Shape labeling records
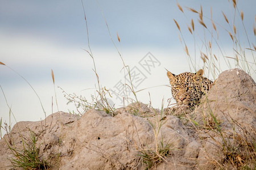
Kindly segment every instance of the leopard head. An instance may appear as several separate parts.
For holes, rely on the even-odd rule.
[[[193,106],[199,103],[204,94],[201,89],[203,73],[202,69],[196,73],[186,72],[179,75],[167,71],[172,96],[178,105]]]

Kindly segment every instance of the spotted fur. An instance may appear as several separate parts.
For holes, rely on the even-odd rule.
[[[186,72],[179,75],[167,71],[172,96],[177,105],[193,107],[200,103],[202,96],[213,84],[211,80],[203,76],[203,73],[201,69],[196,73]]]

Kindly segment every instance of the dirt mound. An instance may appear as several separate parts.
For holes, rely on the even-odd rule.
[[[139,103],[117,109],[114,117],[90,109],[82,117],[59,112],[42,121],[18,122],[0,141],[0,169],[13,168],[7,159],[15,158],[10,148],[22,152],[31,145],[31,136],[39,159],[52,169],[255,167],[255,161],[240,155],[232,164],[237,162],[228,160],[227,151],[235,146],[242,155],[241,142],[255,142],[255,82],[242,70],[225,71],[206,96],[193,112],[179,116]]]

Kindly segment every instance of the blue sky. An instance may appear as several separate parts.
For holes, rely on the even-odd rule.
[[[173,19],[180,24],[187,45],[192,49],[194,39],[188,31],[186,23],[189,24],[191,18],[196,23],[196,38],[207,33],[197,23],[198,15],[188,11],[185,7],[198,10],[201,5],[204,15],[208,18],[210,18],[212,7],[213,19],[228,29],[230,28],[221,13],[221,11],[224,11],[230,19],[230,23],[235,21],[237,29],[240,31],[241,44],[247,48],[242,24],[239,19],[233,17],[234,9],[232,1],[178,1],[185,12],[184,15],[177,7],[176,1],[84,1],[90,45],[101,84],[113,88],[119,80],[123,80],[124,75],[120,72],[122,62],[111,41],[101,11],[114,42],[126,64],[131,69],[135,66],[139,68],[139,61],[148,52],[160,62],[160,65],[156,66],[150,74],[143,72],[147,79],[140,84],[137,89],[139,90],[168,84],[164,68],[175,74],[189,71],[185,53]],[[244,25],[250,41],[255,44],[253,27],[255,22],[256,2],[238,1],[237,4],[239,10],[245,13]],[[206,18],[204,20],[209,29],[213,30],[210,28],[210,21]],[[22,75],[31,84],[42,99],[47,115],[51,113],[52,96],[54,99],[51,69],[53,69],[55,76],[60,110],[67,112],[70,106],[66,105],[67,101],[57,86],[68,93],[81,94],[89,97],[91,93],[93,94],[93,90],[82,91],[94,87],[97,82],[92,71],[92,58],[82,49],[88,49],[88,47],[80,1],[2,0],[0,23],[0,61]],[[233,44],[230,43],[230,37],[221,27],[217,27],[220,45],[225,54],[232,56]],[[117,39],[117,32],[121,42]],[[199,48],[202,46],[201,43],[197,39],[197,45]],[[192,50],[189,50],[193,53]],[[216,51],[216,54],[220,53]],[[196,56],[199,61],[199,54]],[[249,57],[248,60],[253,62],[253,58]],[[222,71],[228,69],[222,63],[220,65]],[[200,67],[200,65],[197,67]],[[255,65],[251,67],[255,71]],[[252,75],[255,79],[255,74]],[[18,121],[44,118],[40,103],[30,87],[17,74],[3,66],[0,66],[0,85]],[[148,103],[148,91],[153,106],[156,108],[160,107],[163,97],[166,105],[167,99],[171,97],[170,88],[162,86],[139,92],[138,95],[140,101]],[[116,106],[121,105],[117,103]],[[53,110],[53,112],[57,110],[55,104]],[[1,94],[0,117],[5,121],[8,120],[8,116],[9,108]]]

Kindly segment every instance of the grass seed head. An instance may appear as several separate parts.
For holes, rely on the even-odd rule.
[[[198,12],[192,8],[187,7],[187,8],[188,8],[191,12],[198,14]]]
[[[191,27],[192,27],[193,31],[195,31],[194,22],[193,21],[193,19],[191,19]]]
[[[233,0],[233,6],[234,6],[234,8],[236,8],[236,6],[237,6],[237,2],[236,2],[236,0]]]
[[[229,36],[230,36],[230,38],[232,39],[232,41],[234,41],[234,39],[233,37],[233,35],[231,34],[230,32],[229,32]]]
[[[234,24],[233,25],[233,29],[234,30],[234,34],[237,34],[237,29]]]
[[[187,55],[189,56],[189,53],[188,53],[188,47],[187,46],[187,45],[185,45],[185,52],[186,52]]]
[[[223,11],[222,11],[222,15],[224,16],[225,20],[226,20],[226,22],[229,23],[229,20],[228,20],[228,18],[226,18],[226,15],[225,15],[224,12],[223,12]]]
[[[117,32],[117,40],[118,40],[119,42],[120,42],[120,38],[119,37],[118,33]]]
[[[191,33],[191,34],[193,34],[192,32],[191,28],[190,28],[188,26],[188,31],[189,31],[190,33]]]
[[[242,19],[242,20],[243,20],[243,11],[241,11],[241,18]]]
[[[253,33],[254,33],[254,36],[255,36],[256,35],[256,28],[255,27],[255,25],[253,26]]]
[[[53,71],[52,71],[52,81],[53,82],[53,84],[55,84],[55,82],[54,82],[54,74],[53,74]]]
[[[215,26],[215,24],[213,20],[212,20],[212,26],[213,27],[213,29],[214,29],[215,31],[217,31],[216,26]]]
[[[174,22],[175,23],[176,26],[177,26],[177,28],[178,28],[179,31],[180,31],[180,26],[179,26],[179,24],[178,24],[177,22],[176,21],[176,20],[175,20],[174,19]]]
[[[198,20],[198,22],[199,22],[199,23],[200,23],[201,25],[202,25],[203,26],[204,26],[204,27],[205,27],[205,28],[207,29],[207,26],[205,26],[205,24],[204,23],[203,21],[201,20]]]

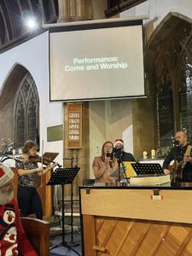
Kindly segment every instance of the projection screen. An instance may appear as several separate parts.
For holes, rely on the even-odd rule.
[[[49,29],[50,101],[145,96],[141,20]]]

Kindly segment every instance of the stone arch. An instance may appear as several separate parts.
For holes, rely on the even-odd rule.
[[[172,134],[184,128],[183,125],[188,126],[189,137],[192,137],[192,125],[189,127],[187,122],[182,125],[179,93],[181,84],[184,83],[186,57],[189,63],[192,61],[191,28],[192,20],[178,13],[169,13],[153,32],[146,44],[148,91],[154,99],[152,104],[156,106],[154,119],[157,120],[157,148],[172,147]]]
[[[38,139],[38,94],[35,81],[32,79],[30,72],[21,64],[15,63],[8,73],[5,81],[2,86],[0,92],[0,139],[2,143],[0,144],[1,151],[4,151],[2,143],[8,142],[11,139],[14,143],[14,148],[19,147],[17,143],[17,129],[16,129],[16,105],[18,105],[18,97],[22,90],[23,83],[28,83],[30,84],[30,90],[32,90],[33,97],[36,98],[36,117],[37,117],[37,141]],[[26,108],[28,109],[28,102],[26,101]],[[26,113],[25,119],[28,119],[28,114]],[[25,127],[26,129],[26,127]],[[25,135],[24,139],[28,138],[27,134]]]

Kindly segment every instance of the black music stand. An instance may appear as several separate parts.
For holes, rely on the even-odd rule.
[[[132,163],[131,164],[137,175],[164,175],[163,169],[160,164],[148,163]]]
[[[57,168],[53,172],[49,181],[47,183],[47,186],[55,186],[61,185],[62,191],[62,203],[61,203],[61,219],[62,219],[62,241],[56,246],[54,246],[50,248],[53,250],[55,248],[64,247],[73,251],[75,253],[80,256],[80,254],[76,252],[73,247],[71,247],[65,241],[65,205],[64,205],[64,193],[65,193],[65,185],[71,184],[78,174],[79,167],[74,168]]]

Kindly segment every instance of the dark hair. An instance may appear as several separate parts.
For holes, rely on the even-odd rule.
[[[105,145],[108,144],[108,143],[110,143],[112,144],[113,146],[113,143],[110,141],[107,141],[104,143],[104,144],[102,145],[102,160],[104,162],[105,161],[105,153],[104,153],[104,148],[105,148]]]
[[[26,141],[23,146],[22,152],[23,154],[29,153],[29,150],[32,148],[33,147],[37,148],[38,149],[38,145],[33,142],[33,141]]]

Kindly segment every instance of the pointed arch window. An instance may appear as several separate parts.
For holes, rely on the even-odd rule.
[[[39,100],[35,82],[27,73],[22,79],[15,100],[15,144],[21,148],[26,140],[38,143]]]

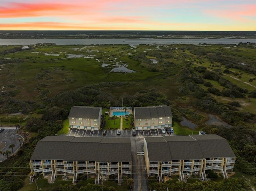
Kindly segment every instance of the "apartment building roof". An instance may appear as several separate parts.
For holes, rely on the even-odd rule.
[[[150,161],[236,157],[227,141],[217,135],[146,137],[145,139]]]
[[[149,119],[172,116],[169,106],[160,105],[148,107],[134,107],[134,115],[137,119]]]
[[[54,136],[39,141],[30,159],[126,162],[131,152],[129,138]]]
[[[98,119],[101,114],[100,107],[88,106],[73,106],[71,108],[68,117]]]

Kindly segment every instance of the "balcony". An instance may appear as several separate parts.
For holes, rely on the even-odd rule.
[[[180,168],[176,168],[171,169],[171,172],[176,172],[176,171],[179,171],[180,170]]]
[[[183,169],[184,171],[187,171],[188,172],[192,172],[193,171],[193,169],[191,168],[184,168]]]
[[[166,173],[170,173],[171,172],[171,169],[169,169],[168,170],[164,170],[162,171],[162,174],[166,174]]]
[[[32,166],[38,166],[41,165],[40,162],[32,162],[31,163],[31,165]]]
[[[193,169],[193,172],[196,172],[196,171],[199,171],[201,170],[201,168],[196,168]]]
[[[114,170],[113,171],[109,171],[109,175],[114,174],[117,174],[118,173],[118,170]]]
[[[194,163],[194,165],[201,165],[202,164],[202,162],[195,162]]]
[[[64,164],[64,166],[73,166],[73,163],[67,163]]]
[[[34,169],[34,171],[35,172],[42,172],[43,169],[42,168],[37,168],[36,169]]]
[[[131,165],[130,164],[122,164],[122,167],[131,167]]]
[[[234,168],[234,166],[229,166],[226,167],[226,169],[228,170],[229,169],[232,169],[233,168]]]
[[[149,167],[158,167],[158,164],[150,164],[149,165]]]
[[[172,166],[179,166],[180,164],[179,162],[172,162]]]
[[[63,165],[63,163],[62,162],[56,162],[55,163],[55,165]]]
[[[43,162],[43,165],[44,166],[50,166],[51,165],[50,162]]]
[[[157,170],[149,170],[149,173],[152,174],[158,174],[158,171]]]
[[[51,172],[52,171],[51,168],[46,168],[43,170],[43,172]]]
[[[122,170],[122,173],[124,174],[131,174],[131,171],[129,170]]]
[[[172,166],[171,164],[162,164],[162,167],[170,167]]]
[[[192,162],[186,162],[184,163],[184,165],[192,165]]]
[[[222,160],[214,160],[213,161],[213,163],[222,163]]]

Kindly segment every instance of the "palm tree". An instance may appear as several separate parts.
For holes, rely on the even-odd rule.
[[[14,144],[11,144],[9,146],[9,148],[12,148],[12,156],[14,156],[14,154],[13,153],[13,148],[15,146],[15,145]]]
[[[21,148],[21,143],[20,143],[20,141],[22,140],[22,139],[21,138],[18,138],[17,140],[19,141],[19,142],[20,142],[20,148]]]
[[[3,153],[3,155],[4,156],[6,156],[7,157],[7,159],[9,158],[9,154],[12,153],[12,152],[8,150],[6,150],[6,151]]]

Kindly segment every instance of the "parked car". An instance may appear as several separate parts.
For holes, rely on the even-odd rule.
[[[173,130],[172,127],[170,127],[170,130],[171,130],[171,132],[172,132],[172,133],[174,132],[174,130]]]
[[[136,131],[134,129],[132,129],[132,136],[136,136]]]
[[[107,130],[103,130],[103,133],[102,133],[102,134],[103,135],[106,135],[106,134],[107,134]]]
[[[171,134],[172,132],[171,132],[171,130],[170,130],[169,128],[166,127],[165,128],[165,131],[166,131],[166,133],[168,134]]]
[[[165,133],[165,130],[164,128],[161,129],[162,130],[162,132],[163,133]]]
[[[121,134],[121,131],[120,129],[118,129],[116,130],[116,134],[120,135]]]

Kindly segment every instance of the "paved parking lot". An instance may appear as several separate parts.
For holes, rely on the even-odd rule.
[[[106,135],[103,135],[102,130],[91,131],[90,130],[84,130],[83,129],[70,129],[67,134],[68,136],[76,136],[79,137],[93,136],[98,137],[105,136],[107,137],[114,137],[121,136],[123,137],[131,137],[132,136],[131,130],[123,130],[121,131],[121,134],[116,134],[116,130],[107,130]],[[136,136],[172,136],[173,134],[167,134],[163,133],[160,129],[151,129],[148,130],[138,130],[136,131]]]
[[[4,152],[6,150],[8,150],[12,152],[9,154],[9,156],[11,156],[12,155],[12,148],[9,148],[9,146],[11,144],[15,145],[13,147],[13,151],[15,153],[20,147],[20,143],[17,139],[21,138],[22,140],[21,141],[21,143],[22,144],[23,138],[20,135],[15,134],[16,130],[15,127],[1,127],[1,128],[4,129],[4,130],[0,133],[0,143],[6,143],[5,147],[1,150],[1,151]],[[0,154],[0,162],[7,158],[6,156],[4,156],[2,154]]]

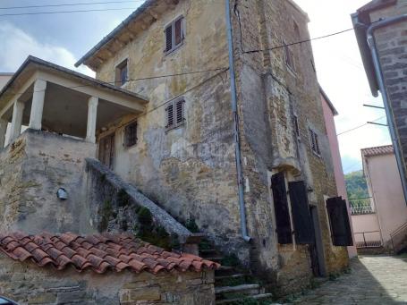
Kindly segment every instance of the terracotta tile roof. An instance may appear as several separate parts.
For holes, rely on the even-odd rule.
[[[368,148],[361,149],[361,155],[363,157],[386,155],[393,153],[394,153],[393,145],[377,146],[375,148]]]
[[[160,271],[216,269],[219,264],[191,254],[177,254],[153,246],[131,234],[102,233],[79,236],[67,233],[27,235],[17,232],[0,234],[0,250],[15,260],[62,270],[72,266],[78,271],[91,269],[102,274],[124,269],[157,274]]]

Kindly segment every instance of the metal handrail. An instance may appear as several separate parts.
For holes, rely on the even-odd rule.
[[[402,232],[403,229],[407,229],[407,223],[404,223],[403,225],[400,225],[397,229],[395,229],[394,231],[393,231],[391,233],[390,233],[390,237],[394,237],[395,235],[397,235],[400,232]]]

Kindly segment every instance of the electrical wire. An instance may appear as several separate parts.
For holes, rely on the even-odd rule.
[[[381,119],[384,119],[385,117],[386,117],[386,115],[380,116],[379,118],[377,118],[376,120],[373,120],[373,121],[370,121],[370,122],[377,122],[377,121],[379,121],[379,120],[381,120]],[[363,125],[359,125],[359,126],[356,126],[356,127],[352,128],[352,129],[350,129],[350,130],[347,130],[347,131],[343,131],[343,132],[340,132],[340,133],[336,134],[336,136],[340,136],[340,135],[342,135],[342,134],[345,134],[345,133],[353,131],[355,131],[355,130],[357,130],[357,129],[360,129],[360,128],[362,128],[362,127],[364,127],[364,126],[366,126],[366,125],[369,125],[369,123],[365,123]]]
[[[44,5],[27,5],[27,6],[3,6],[0,10],[20,10],[27,8],[43,8],[43,7],[60,7],[60,6],[77,6],[77,5],[93,5],[93,4],[128,4],[135,2],[144,2],[145,0],[125,0],[125,1],[106,1],[106,2],[82,2],[73,4],[44,4]]]

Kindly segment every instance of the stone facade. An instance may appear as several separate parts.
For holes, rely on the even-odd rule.
[[[308,246],[277,244],[271,174],[284,171],[287,181],[303,180],[313,190],[309,201],[318,211],[326,269],[335,272],[348,263],[345,248],[332,246],[325,208],[324,198],[335,196],[336,187],[311,46],[304,43],[291,47],[294,69],[287,66],[284,48],[245,52],[308,38],[308,17],[291,1],[250,1],[244,5],[236,3],[233,7],[240,140],[248,226],[253,238],[250,245],[240,235],[228,73],[221,71],[137,80],[149,75],[227,67],[222,3],[180,1],[169,6],[148,29],[117,52],[110,52],[98,65],[97,78],[112,82],[115,66],[127,59],[129,78],[135,80],[124,88],[150,100],[144,114],[123,117],[106,126],[99,131],[98,139],[114,133],[114,170],[170,214],[182,220],[195,219],[217,247],[236,253],[255,272],[267,274],[267,282],[298,290],[312,276],[309,250]],[[185,40],[165,55],[163,30],[180,15],[185,19]],[[208,24],[211,26],[204,26]],[[179,96],[185,99],[186,123],[166,131],[165,105]],[[294,114],[299,121],[298,139],[293,124]],[[138,144],[125,148],[124,128],[134,119]],[[309,128],[318,135],[320,156],[310,148]]]
[[[98,275],[57,271],[0,253],[0,295],[26,304],[215,304],[214,271]]]

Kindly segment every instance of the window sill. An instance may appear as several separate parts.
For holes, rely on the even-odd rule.
[[[173,47],[171,50],[164,51],[164,55],[165,56],[169,55],[170,54],[172,54],[172,53],[175,52],[176,50],[178,50],[182,46],[183,46],[183,40],[178,46],[175,46],[174,47]]]

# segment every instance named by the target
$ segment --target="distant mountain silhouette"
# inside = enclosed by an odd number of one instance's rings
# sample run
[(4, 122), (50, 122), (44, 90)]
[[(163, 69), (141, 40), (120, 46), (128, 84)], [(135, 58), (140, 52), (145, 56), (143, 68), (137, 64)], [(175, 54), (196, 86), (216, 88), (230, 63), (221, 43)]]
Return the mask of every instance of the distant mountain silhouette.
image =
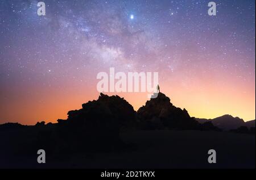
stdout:
[(212, 119), (200, 118), (196, 118), (196, 119), (200, 123), (211, 122), (214, 125), (225, 131), (237, 129), (241, 126), (247, 128), (255, 127), (255, 120), (245, 122), (242, 119), (238, 117), (234, 118), (230, 115), (225, 115)]
[[(199, 123), (162, 93), (138, 112), (123, 98), (101, 93), (68, 115), (57, 123), (0, 125), (0, 168), (195, 168), (191, 157), (205, 168), (209, 164), (202, 154), (209, 148), (222, 149), (218, 167), (255, 167), (255, 136), (249, 135), (255, 128), (216, 132), (211, 121)], [(37, 162), (39, 149), (46, 152), (46, 164)]]

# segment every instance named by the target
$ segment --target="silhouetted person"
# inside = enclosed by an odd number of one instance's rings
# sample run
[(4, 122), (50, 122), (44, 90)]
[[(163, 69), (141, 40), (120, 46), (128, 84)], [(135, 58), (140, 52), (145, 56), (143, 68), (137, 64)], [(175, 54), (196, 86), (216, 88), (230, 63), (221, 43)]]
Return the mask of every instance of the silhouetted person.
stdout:
[(156, 86), (156, 93), (160, 93), (160, 87), (159, 85), (158, 85)]

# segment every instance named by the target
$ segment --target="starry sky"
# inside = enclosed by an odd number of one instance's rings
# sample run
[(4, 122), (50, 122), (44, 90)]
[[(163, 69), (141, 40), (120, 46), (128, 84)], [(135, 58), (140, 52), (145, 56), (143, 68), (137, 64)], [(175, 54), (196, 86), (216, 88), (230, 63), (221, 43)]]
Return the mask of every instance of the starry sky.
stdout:
[[(97, 99), (98, 73), (157, 72), (191, 116), (255, 117), (255, 2), (0, 2), (0, 123), (67, 118)], [(135, 110), (147, 93), (115, 93)]]

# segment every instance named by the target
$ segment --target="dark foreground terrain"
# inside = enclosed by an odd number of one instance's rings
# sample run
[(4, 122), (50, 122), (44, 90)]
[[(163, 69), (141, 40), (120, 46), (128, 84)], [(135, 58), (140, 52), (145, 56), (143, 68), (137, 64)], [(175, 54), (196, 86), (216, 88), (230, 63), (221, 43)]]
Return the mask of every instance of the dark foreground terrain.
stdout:
[[(255, 168), (255, 139), (251, 135), (134, 131), (121, 133), (126, 146), (119, 150), (54, 156), (46, 152), (46, 164), (39, 164), (36, 151), (21, 155), (23, 147), (27, 149), (26, 140), (22, 140), (26, 139), (24, 134), (22, 131), (15, 135), (0, 132), (1, 168)], [(13, 141), (6, 140), (7, 136)], [(13, 144), (17, 139), (19, 143)], [(216, 164), (208, 162), (210, 149), (216, 151)]]
[[(57, 122), (0, 125), (0, 168), (255, 168), (255, 127), (199, 123), (161, 93), (137, 112), (101, 93)], [(46, 164), (38, 163), (39, 149)], [(217, 164), (208, 163), (210, 149)]]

§ **Exercise aim**:
Count the lines in the records above that contain the string "mask", treating case as significant, and give only the number.

§ **Correct answer**:
4